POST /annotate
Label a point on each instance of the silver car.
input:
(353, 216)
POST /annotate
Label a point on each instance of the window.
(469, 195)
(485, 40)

Assignment: The material should be transcribed in full, character for character.

Expected answer:
POST /annotate
Label a point on each instance of the silver car.
input:
(353, 216)
POST /annotate
Label a point on each instance of the window.
(469, 195)
(485, 40)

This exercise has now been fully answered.